Gencarnya sosialisasi tentu dengan target paling tidak harus terhimpun Rp1 triliun setiap hari hingga Maret 2017. Data update hingga Jumat (2/9) sore, total uang tebusan sendiri baru mencapai Rp3,95 triliun atau sekitar 2,4 persen dari target Rp165 triliun. Sedang komposisi harta sebanyak Rp187 triliun dengan komposisi hartanya yaitu, deklarasi dalam negeri sebanyak Rp147 triliun (79 persen), deklarasi luar negeri Rp 27,1 triliun (15 persen), dan sayangnya dana repatriasi cuma sebesar Rp11,9 triliun (6 persen).
Padahal pemerintah selama ini menargetkan dapat merepatriasi dana sebanyak Rp1.000 triliun dan yang deklarasi sebanyak Rp4.000 triliun. Artinya apa? Target besar pemerintah untuk merepatriasi aset dan dana di luar negeri itu menjadi diragukan. Atau malah terancam gagal. Lalu muncullah ‘peluru’ baru yang dilontarkan.

▶ Tujuan Tugas: Tuliskan lanjutan kutipan tentang uang tebusan dan target repatriasi dana di atas, dimulai setelah kalimat terakhirnya. Baris data di bawah ini merupakan bahan tersendiri yang terpisah dari kutipan tersebut.

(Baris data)
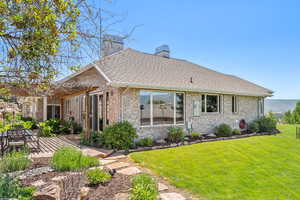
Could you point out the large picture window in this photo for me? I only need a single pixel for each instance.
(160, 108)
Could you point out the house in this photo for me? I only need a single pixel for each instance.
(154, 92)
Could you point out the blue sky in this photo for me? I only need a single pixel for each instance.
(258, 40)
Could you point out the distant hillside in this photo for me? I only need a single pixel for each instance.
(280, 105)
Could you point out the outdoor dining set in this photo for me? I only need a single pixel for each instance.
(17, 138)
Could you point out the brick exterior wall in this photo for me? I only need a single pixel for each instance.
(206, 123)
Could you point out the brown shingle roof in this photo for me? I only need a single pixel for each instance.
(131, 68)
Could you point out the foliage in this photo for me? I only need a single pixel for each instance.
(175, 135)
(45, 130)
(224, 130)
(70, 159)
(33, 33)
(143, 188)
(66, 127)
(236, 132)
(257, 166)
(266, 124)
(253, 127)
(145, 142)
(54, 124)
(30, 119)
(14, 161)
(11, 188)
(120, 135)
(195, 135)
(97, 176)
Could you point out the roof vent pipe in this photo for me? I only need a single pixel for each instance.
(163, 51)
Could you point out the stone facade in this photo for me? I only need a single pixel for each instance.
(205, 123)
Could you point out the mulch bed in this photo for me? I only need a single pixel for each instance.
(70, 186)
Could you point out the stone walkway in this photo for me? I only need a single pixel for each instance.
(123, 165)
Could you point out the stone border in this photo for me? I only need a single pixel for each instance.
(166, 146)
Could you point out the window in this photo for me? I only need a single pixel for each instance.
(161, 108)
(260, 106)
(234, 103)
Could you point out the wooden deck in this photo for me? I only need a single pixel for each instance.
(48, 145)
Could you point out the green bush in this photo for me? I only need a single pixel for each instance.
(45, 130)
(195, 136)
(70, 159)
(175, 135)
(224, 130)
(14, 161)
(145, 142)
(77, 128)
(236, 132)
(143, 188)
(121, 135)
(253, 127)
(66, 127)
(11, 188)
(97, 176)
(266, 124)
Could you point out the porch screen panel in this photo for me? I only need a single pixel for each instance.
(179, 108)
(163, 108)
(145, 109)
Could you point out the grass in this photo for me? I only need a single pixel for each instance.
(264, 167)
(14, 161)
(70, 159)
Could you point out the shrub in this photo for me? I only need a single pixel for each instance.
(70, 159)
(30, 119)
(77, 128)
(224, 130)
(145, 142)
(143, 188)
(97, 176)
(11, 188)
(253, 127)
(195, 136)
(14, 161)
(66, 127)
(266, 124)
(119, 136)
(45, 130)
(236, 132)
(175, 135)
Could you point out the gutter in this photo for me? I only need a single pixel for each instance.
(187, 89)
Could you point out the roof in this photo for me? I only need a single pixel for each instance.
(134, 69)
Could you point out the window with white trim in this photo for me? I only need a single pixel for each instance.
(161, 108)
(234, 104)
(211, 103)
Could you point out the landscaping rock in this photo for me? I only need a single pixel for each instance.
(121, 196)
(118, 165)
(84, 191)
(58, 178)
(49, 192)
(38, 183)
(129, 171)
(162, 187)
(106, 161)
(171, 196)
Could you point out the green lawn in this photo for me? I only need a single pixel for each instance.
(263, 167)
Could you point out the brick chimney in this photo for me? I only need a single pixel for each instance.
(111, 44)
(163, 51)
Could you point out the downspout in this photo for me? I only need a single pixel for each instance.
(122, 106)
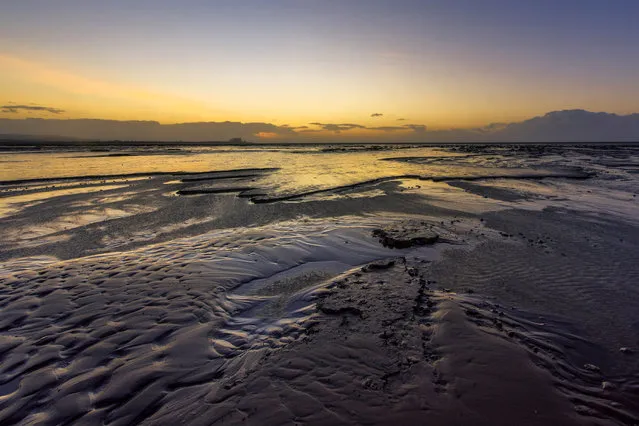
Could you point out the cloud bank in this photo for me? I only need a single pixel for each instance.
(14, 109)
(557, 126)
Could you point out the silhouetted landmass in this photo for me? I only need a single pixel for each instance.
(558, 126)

...

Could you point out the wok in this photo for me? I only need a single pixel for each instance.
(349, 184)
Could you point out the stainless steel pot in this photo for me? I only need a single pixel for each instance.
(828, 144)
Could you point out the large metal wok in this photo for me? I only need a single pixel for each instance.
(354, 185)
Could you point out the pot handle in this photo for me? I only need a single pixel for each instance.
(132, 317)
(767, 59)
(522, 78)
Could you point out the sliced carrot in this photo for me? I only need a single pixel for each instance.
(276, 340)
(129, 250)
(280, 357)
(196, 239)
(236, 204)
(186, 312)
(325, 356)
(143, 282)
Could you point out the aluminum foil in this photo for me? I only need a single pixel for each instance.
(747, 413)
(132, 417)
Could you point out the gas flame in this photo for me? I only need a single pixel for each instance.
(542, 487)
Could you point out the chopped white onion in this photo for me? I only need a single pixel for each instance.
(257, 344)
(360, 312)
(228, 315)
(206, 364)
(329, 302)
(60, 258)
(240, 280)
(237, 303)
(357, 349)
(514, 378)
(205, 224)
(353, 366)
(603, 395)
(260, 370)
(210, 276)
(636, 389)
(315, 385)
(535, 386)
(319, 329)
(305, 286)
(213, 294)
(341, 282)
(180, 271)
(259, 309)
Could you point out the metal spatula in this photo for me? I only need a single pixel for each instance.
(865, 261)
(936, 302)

▶ Hasil Tugas:
Tax Amnesty Ubah Sasaran
Tax Amnesty itu kini bukan hanya ditujukan untuk pemilik dana di luar negeri. Tapi masuk ke kolong masyarakat kelas bawah. Masyarakat dari level bawah sampai ke pengusaha kini gencar diajak sosialisasi Tax Amnesty. Langkah ‘gagap’ pemerintah inilah yang kemudian membuat masyarakat protes sampai muncul gerakan #tolakbayarpajak.
Dengan kondisi keuangan negara yang defisit lebih dari dua persen memang membuat pemerintah berfikir keras mencari sumber dana. Lantas karena Tax Amnesty dari pengusaha di LN terancam gagal, masyarakat awam jadi sasaran.
Coba kita ulang kembali ingatan ketika Indonesia mengalami krisis hebat di 1998. Saat itu pemerintah berwacana mengenakan pajak atas shampoo, sabun mandi, deterjen, sabun cair dan semua perlengkapan rumah tangga. Memang batal dilaksanakan, tapi kondisi itu tidak berbeda jauh dengan situasi saat ini (panik).
Satu hal, rakyat di negara ini memang sudah terbiasa membayar ‘upeti’ ke penguasa sejak zaman feodal. Dan itu berlanjut sampai sekarang. Hanya saja cara dan etikanya berbeda. Pembayar pajak tentu terkait dengan tingkat kesadaran.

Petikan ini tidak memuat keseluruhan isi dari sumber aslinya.